_Article_.
┄┄┄┄┄┄┄┄┄┄┄┄┄┄┄┄┄┄┄┄
From: Lee Schermerhorn <Lee.Schermerhorn@hp.com>
To: Rik van Riel <riel@redhat.com>
Cc: Andrew Morton <akpm@linux-foundation.org>,
Andrea Arcangeli <andrea@suse.de>,
linux-mm@kvack.org, Nick Dokos <nicholas.dokos@hp.com>
Subject: Re: [PATCH 01 of 16] remove nr_scan_inactive/active
Date: Fri, 29 Jun 2007 09:38:29 -0400 [thread overview]
Message-ID: <1183124309.5037.31.camel@localhost> (raw)
In-Reply-To: <468439E8.4040606@redhat.com>
On Thu, 2007-06-28 at 18:44 -0400, Rik van Riel wrote:
> Andrew Morton wrote:
>
> > Where's the system time being spent?
>
> OK, it turns out that there is quite a bit of variability
> in where the system spends its time. I did a number of
> reaim runs and averaged the time the system spent in the
> top functions.
>
> This is with the Fedora rawhide kernel config, which has
> quite a few debugging options enabled.
>
> _raw_spin_lock 32.0%
> page_check_address 12.7%
> __delay 10.8%
> mwait_idle 10.4%
> anon_vma_unlink 5.7%
> __anon_vma_link 5.3%
> lockdep_reset_lock 3.5%
> __kmalloc_node_track_caller 2.8%
> security_port_sid 1.8%
> kfree 1.6%
> anon_vma_link 1.2%
> page_referenced_one 1.1%
>
> In short, the system is waiting on the anon_vma lock.
>
> I wonder if Lee Schemmerhorn's patch to turn that
> spinlock into an rwlock would help this workload,
> or if we simply should scan fewer pages in the
> pageout code.
>
Rik:
Here's a fairly recent version of the patch if you want to try it on
your workload. We've seen mixed results on somewhat larger systems,
with and without your split LRU patch. I've started writing up those
results. I'll try to get back to finishing up the writeup after OLS and
vacation.
┄┄┄┄┄┄┄┄┄┄┄┄┄┄┄┄┄┄┄┄
_Data excerpts_.
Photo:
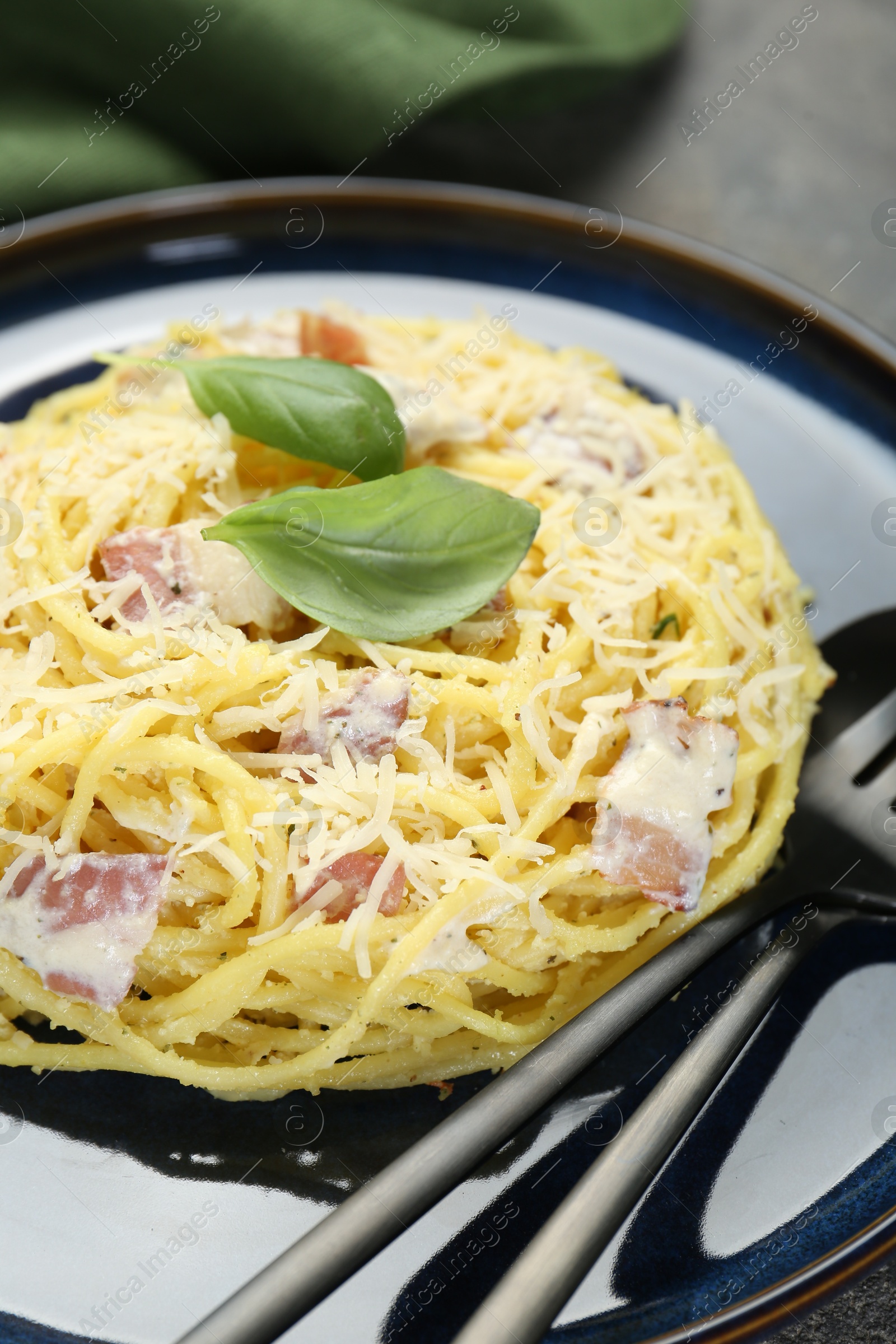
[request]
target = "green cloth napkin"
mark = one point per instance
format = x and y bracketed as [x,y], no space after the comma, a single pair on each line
┄┄┄┄┄┄┄┄┄┄┄┄┄┄┄┄┄┄┄┄
_To do_.
1 – According to the email, what is the system waiting on?
2 – From the email, write out the passage between "In-Reply-To: <468439E8.4040606@redhat.com>" and "time being spent?", inclusive.

_Exercise answers_.
1 – The anon_vma lock.

2 –
In-Reply-To: <468439E8.4040606@redhat.com>
On Thu, 2007-06-28 at 18:44 -0400, Rik van Riel wrote:
> Andrew Morton wrote:
>
> > Where's the system time being spent?